#### Trecho selecionado
Negocia-se esta semana na ONU um Tratado de Comércio de Armas. É a primeira tentativa de regulação do lucrativo mercado global de armamentos.
O texto ora negociado afeta em cheio os interesses do Brasil emergente. Trata-se de uma área em que campeões da indústria estão em franca via de internacionalização. Além das gigantescas Embraer e Odebrecht, existe a Taurus, maior fabricante mundial de armas curtas. Exporta para 44 países, detém 20% do mercado de pistolas nos Estados Unidos e espera um lucro bruto para este ano de R$150 milhões de reais. Ainda entram na lista Avibrás (veículos não-tripulados e foguetes), Mectron (mísseis), Helibrás (helicópteros) e Companhia Brasileira de Cartuchos (munições). A Condor vende 100 produtos de "tecnologias não-letais".
Essas empresas preferem um tratado minimalista. Não querem explicar publicamente suas vendas nem revelar a lista de clientes. Tampouco enfrentar questionamentos caso suas armas sejam utilizadas para desestabilizar uma região, violar direitos humanos, fomentar o crime transnacional e o terrorismo, ou atrapalhar o combate à pobreza. Isso é compreensível - elas querem fazer negócio.
Assim, o governo brasileiro trabalha para deixar o tratado livre de mecanismos intrusivos. Nem precisa fazer força para isso - há muitos países dispostos a fazê-lo em seu lugar. Irã, Síria, Cuba, Venezuela e Paquistão têm a dianteira. A Índia joga no mesmo time; muitas vezes, os Estados Unidos também. Na sexta-feira, estará provavelmente garantido o triunfo total da posição brasileira.

#### Sua tarefa
Responda, com base no trecho sobre o Tratado de Comércio de Armas:
(a) Para quantos países a Taurus exporta?
(b) Qual empresa vende 100 produtos de "tecnologias não-letais"?
(c) Quais países têm a dianteira no esforço de deixar o tratado livre de mecanismos intrusivos?
A listagem não é necessária para esta atividade.

#### Dados fornecidos
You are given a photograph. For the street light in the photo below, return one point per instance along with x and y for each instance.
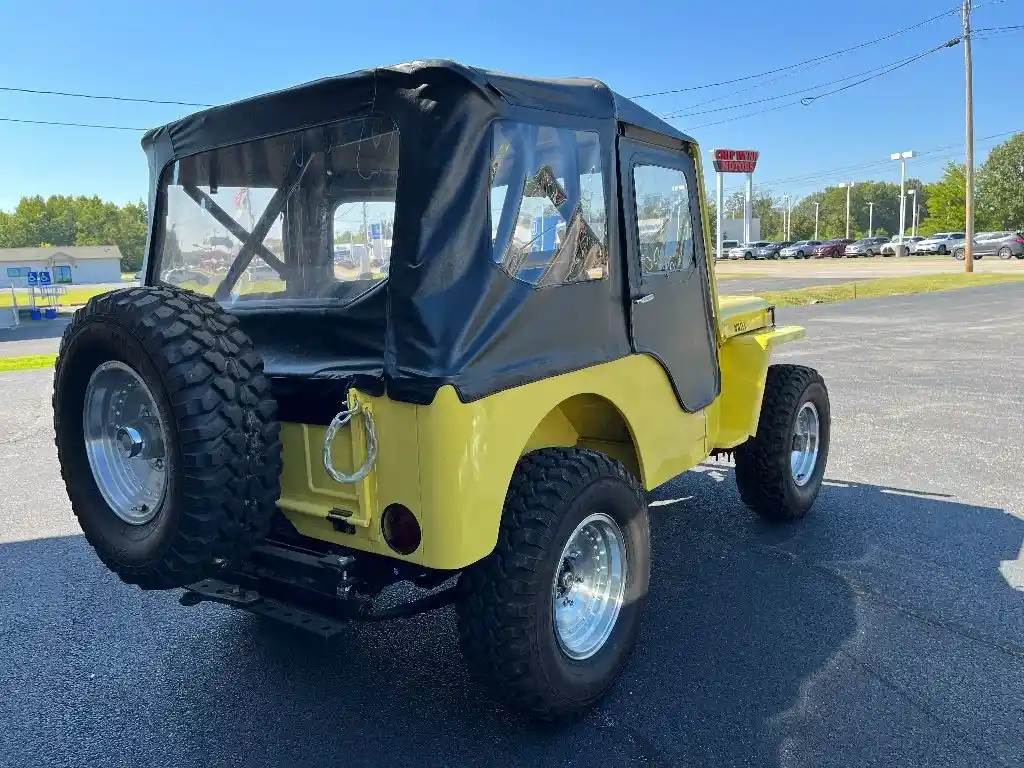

#### Resposta completa
(a) Para 44 países.
(b) A Condor.
(c) Irã, Síria, Cuba, Venezuela e Paquistão.